Referring expression pointing data
......

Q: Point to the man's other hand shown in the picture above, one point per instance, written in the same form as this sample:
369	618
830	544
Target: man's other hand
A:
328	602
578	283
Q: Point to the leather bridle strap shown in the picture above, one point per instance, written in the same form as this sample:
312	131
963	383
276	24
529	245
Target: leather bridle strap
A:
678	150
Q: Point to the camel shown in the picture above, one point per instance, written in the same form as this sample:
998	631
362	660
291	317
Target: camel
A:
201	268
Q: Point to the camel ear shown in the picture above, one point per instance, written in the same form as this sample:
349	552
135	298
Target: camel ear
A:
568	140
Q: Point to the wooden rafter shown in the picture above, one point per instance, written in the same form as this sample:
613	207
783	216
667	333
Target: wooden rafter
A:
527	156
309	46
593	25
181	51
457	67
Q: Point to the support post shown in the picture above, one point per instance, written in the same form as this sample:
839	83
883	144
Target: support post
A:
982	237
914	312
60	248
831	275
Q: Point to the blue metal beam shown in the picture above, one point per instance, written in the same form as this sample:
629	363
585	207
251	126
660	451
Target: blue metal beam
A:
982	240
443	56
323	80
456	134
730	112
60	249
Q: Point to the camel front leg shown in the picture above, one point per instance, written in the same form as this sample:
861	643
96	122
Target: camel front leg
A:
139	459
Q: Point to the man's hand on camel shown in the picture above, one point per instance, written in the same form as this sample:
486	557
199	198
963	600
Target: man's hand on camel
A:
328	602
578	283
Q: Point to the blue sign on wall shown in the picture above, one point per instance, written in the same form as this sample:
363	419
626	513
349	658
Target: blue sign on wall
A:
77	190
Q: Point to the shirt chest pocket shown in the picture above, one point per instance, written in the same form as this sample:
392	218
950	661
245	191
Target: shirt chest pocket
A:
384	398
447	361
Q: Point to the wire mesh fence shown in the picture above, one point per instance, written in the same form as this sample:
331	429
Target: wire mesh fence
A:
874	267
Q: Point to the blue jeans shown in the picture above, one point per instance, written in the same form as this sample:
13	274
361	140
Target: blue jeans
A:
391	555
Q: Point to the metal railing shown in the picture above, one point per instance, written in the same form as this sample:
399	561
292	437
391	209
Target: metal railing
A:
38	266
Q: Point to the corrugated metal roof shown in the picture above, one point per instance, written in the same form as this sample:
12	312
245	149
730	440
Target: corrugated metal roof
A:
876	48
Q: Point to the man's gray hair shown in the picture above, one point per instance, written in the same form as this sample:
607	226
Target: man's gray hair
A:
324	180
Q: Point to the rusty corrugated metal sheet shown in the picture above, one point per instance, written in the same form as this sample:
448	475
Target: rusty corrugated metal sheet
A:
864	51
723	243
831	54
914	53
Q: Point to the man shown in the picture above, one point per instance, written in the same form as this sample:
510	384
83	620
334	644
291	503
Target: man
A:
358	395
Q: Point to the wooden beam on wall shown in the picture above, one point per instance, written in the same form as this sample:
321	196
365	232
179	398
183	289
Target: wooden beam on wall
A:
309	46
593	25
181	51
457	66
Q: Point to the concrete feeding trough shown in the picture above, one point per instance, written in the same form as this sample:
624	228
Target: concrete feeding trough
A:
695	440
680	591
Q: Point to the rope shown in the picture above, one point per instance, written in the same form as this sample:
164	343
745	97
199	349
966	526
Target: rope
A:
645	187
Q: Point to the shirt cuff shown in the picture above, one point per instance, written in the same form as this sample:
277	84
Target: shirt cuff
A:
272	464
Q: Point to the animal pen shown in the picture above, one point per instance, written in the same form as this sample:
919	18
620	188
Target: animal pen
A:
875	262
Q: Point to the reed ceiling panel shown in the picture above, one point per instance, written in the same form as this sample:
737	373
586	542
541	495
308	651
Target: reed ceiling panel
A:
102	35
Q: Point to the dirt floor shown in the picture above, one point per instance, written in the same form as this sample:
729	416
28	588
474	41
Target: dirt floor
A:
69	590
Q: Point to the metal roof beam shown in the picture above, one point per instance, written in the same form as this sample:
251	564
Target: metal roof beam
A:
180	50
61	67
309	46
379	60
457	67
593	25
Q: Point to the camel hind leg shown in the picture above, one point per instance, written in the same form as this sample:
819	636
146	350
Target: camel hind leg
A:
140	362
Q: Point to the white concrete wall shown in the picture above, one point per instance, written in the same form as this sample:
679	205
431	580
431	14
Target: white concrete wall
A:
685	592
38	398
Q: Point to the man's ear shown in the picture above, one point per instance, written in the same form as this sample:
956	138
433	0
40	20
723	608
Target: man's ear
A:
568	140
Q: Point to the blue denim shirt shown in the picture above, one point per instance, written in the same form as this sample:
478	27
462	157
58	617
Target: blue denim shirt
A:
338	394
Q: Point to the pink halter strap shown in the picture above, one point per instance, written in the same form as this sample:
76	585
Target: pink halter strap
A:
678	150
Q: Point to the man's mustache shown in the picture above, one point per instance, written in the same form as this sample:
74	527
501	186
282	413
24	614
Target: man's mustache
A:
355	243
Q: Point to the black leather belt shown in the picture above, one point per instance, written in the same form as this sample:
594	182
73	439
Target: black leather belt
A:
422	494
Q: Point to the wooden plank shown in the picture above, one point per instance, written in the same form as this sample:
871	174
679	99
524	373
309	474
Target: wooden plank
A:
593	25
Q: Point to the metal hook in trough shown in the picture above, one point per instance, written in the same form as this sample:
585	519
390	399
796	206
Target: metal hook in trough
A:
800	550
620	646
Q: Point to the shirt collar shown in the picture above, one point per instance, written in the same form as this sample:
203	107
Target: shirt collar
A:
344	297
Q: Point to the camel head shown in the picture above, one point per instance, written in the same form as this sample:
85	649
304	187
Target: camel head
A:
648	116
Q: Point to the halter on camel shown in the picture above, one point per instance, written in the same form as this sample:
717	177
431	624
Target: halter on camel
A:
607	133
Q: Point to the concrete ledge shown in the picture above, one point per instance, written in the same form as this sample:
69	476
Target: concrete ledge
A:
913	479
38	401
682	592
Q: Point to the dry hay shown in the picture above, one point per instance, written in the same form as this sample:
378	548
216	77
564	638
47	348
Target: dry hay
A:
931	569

......

**Assigned task**.
All of the records above must be reproduced exactly.

**Answer section**.
Q: Point to the man's other hand shown in the picture above, one point per instance, written in the same form as this sample:
369	618
830	544
Target: man's other hand
A:
328	602
578	283
Q: Point to the leather bridle strap shown in the picture above, one point per instance, written in the same form as this sample:
312	131
963	383
276	24
529	245
Target: leather bridle strap
A:
678	150
Q: Point to the camel shown in the picture above, one point per instance, written in the same form as this sample:
998	631
362	660
291	317
Target: camel
A:
201	268
Q: Point to the camel ear shown in the picture above, one point per instance, written in the same form as this sample:
349	552
135	298
Target: camel ear
A:
568	140
Q: Point to the wooden rafter shown in the picture above, one point per instance, written in the same form as this sample:
613	207
783	216
667	333
Target: wooden rafter
A:
527	156
309	46
593	25
181	51
457	67
Q: Point to the support post shown in the picture above, one point per instance, written in the same form as this sample:
839	83
883	144
Target: support post
A:
982	237
914	312
60	248
831	275
Q: Point to the blue metal beam shown in the picture above, one point per instance, written in the same form as this sample:
629	363
585	207
251	126
660	451
Target: blue metal beam
A:
982	240
443	56
323	80
456	134
730	112
60	249
Q: Point to the camel front leg shown in the picture above, one point per instance, written in the same form as this sample:
861	643
96	122
Target: camel front leg
A:
139	459
Q: Point to the man's hand on camel shown in the picture above, one point per instance, written in the same form as this sample:
486	557
199	198
963	600
Target: man's hand on camel
A:
328	602
578	283
Q: Point to the blue sign on wall shown in the picture above, one point per instance, written in the same form as this sample:
363	419
626	513
349	658
Target: blue sign on wall
A:
77	190
Q: Point to the shirt chest pocket shown in the picture above, one point per instance, written in the same form as this sample:
392	218
950	661
245	191
Target: shirt chest pocket
A:
384	398
447	361
Q: Point to the wire mesh fence shown in the picture above, one point per instance, written in the same form as this sample:
331	429
Target: wire mesh fence
A:
874	267
Q: Point to the blue jeans shown in the picture above, one point per instance, written in the same form as this sample:
13	274
361	140
Target: blue jeans
A:
391	555
Q: Point to the metal railing shown in the picture above, one point per instance, written in the same form as this sample:
399	561
292	437
391	209
Target: metal railing
A:
38	266
Q: Point to the corrugated metal roof shown in the picture above, one point per instance, written in the same form as this sample:
12	312
245	149
730	440
Target: corrugated metal roof
A:
876	48
Q: Point to the man's gray hair shown in the picture above, one point per instance, written in the same form as this sample:
607	226
Target: man's gray hair
A:
324	180
Q: Point to the rusty corrugated metal sheet shown in the picture above, one point per instance, written in the same form as this sample:
448	475
Target: rusty corrugated metal sheet
A:
864	51
723	243
831	54
914	53
Q: Point to the man shown in the picture above, one point per instance, written in the same form as this sample:
510	384
83	620
334	644
291	503
Target: man
A:
358	395
Q: Point to the wooden beam on wall shown in the picture above, one point per instance, written in the same form as this sample:
321	196
365	232
179	398
183	289
Target: wooden beam on wall
A:
309	46
593	25
181	51
457	66
Q: Point to the concrete feeding trough shown in the picture above, one point per instance, written in the same form as this sample:
624	228
Target: concrete feeding trough
A:
695	440
680	591
Q: Point to the rope shown in the picture above, one point per instance, written in the same form as this sample:
164	343
745	97
199	349
966	526
Target: rope
A:
645	187
Q: Point to the shirt cuff shown in the picture above, one point per instance, written in the same form as this sample:
277	84
Target: shirt cuff
A:
272	464
Q: Point to the animal pen shown in the picture above, one point per instance, written in the same form as this sample:
919	18
620	188
Target: animal pen
A:
875	262
Q: Point to the reed ceiling panel shown in the picture above, one point per instance, written in the same form as this sample:
737	373
586	542
541	495
308	651
Target: reed ceiling panel
A:
102	35
Q: Point to the dirt floor shown in the picture above, one point per instance, written in the same form as this sample:
729	416
28	588
474	41
Target: dirt floor
A:
69	590
Q: Point to the metal roof beam shown in the picture above, one point per instance, written in the same form as this sample:
251	564
Target: metal roof beam
A:
180	50
61	67
309	46
379	60
457	67
593	25
Q: Point to the camel hind leg shown in the picture above, one point per instance, written in the same form as this sample:
819	636
146	350
Target: camel hind leg
A:
140	362
Q: Point to the white concrete wall shown in the picture above, one point per instance, written in the same form as this sample:
679	205
431	580
431	14
Target: white concrete wall
A:
685	592
38	398
Q: Point to the man's ear shown in the picture above, one point per instance, written in the same form as this sample:
956	138
433	0
40	20
723	608
Target: man's ear
A:
568	140
Q: Point to the blue denim shirt shown in the picture above, one point per instance, written in the same form as this sample:
478	27
462	157
58	617
Target: blue denim shirt
A:
338	394
Q: Point to the pink halter strap shown in the picture above, one point per instance, written in the same form as this sample:
76	585
Target: pink halter strap
A:
678	150
Q: Point to the man's mustache shown in the picture above, one point per instance, written in the same form as this sample:
74	527
501	186
282	413
24	614
Target: man's mustache
A:
355	243
Q: Point to the black leather belt shown in the picture above, one point per instance, written in the same form as this sample:
594	182
73	439
Target: black leather belt
A:
422	494
Q: Point to the wooden plank shown in the picture above, one point per instance, written in the same form as this sample:
871	174
679	99
524	373
309	474
Target: wooden plank
A:
593	25
Q: Point to the metal hook in trough shown in the picture above, one point per instance, written in the same form as this sample:
585	519
390	399
796	206
Target: metal hook in trough
A:
800	550
620	646
Q: Point to the shirt collar shown in the picture above, one point per instance, written in the same form as this sample:
203	107
Target: shirt collar
A:
344	297
Q: Point to the camel head shown in the picture above, one point per instance, written in the same form as this sample:
85	649
304	187
Target: camel head
A:
648	116
Q: Point to the halter on camel shown in the picture above, one point per instance, written in the same form as this sample:
717	177
431	624
Target: halter on camel
A:
607	133
Q: Point to the concrete ledge shown in the picture above, one point per instance, written in the same form as this sample:
69	476
Target: concrete ledge
A:
913	479
38	401
682	592
Q: Point to the dry hay shown in the picture above, one point per instance, written in the same form as this sample:
378	548
216	77
564	638
47	348
Target: dry hay
A:
931	569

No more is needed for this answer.